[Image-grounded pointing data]
>>>

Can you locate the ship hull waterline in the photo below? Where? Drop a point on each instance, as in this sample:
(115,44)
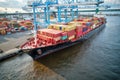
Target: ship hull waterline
(50,49)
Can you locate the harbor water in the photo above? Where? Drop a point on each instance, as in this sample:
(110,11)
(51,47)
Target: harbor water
(97,58)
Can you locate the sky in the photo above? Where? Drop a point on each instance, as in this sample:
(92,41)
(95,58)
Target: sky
(21,3)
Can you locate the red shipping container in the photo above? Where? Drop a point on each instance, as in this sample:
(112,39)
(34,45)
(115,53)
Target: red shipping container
(64,33)
(78,34)
(72,32)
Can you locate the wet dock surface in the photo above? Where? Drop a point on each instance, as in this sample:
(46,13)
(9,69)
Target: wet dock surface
(97,58)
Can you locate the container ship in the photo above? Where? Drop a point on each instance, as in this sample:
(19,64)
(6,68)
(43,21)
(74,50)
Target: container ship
(62,35)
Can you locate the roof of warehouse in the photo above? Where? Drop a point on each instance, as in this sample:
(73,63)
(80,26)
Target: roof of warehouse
(12,10)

<<<

> **Exercise description**: From the line that contains "Can you locate the wet" down to the final line of the entries, print every line exactly as it is, and only those lines.

> **Answer space**:
Can you locate the wet dock surface in the photo above? Where? Drop a point on each instance, as in this sample:
(46,13)
(9,69)
Target: wet dock surface
(97,58)
Can you locate the container ship in the photo above? Where? Drop a point on each instance, as in this sample:
(19,64)
(6,68)
(43,21)
(74,50)
Target: container ship
(62,35)
Can you locate the roof of warehouse in the photo above? Where? Drop a point on each instance, as in this sample:
(73,63)
(80,26)
Target: roof of warehouse
(12,10)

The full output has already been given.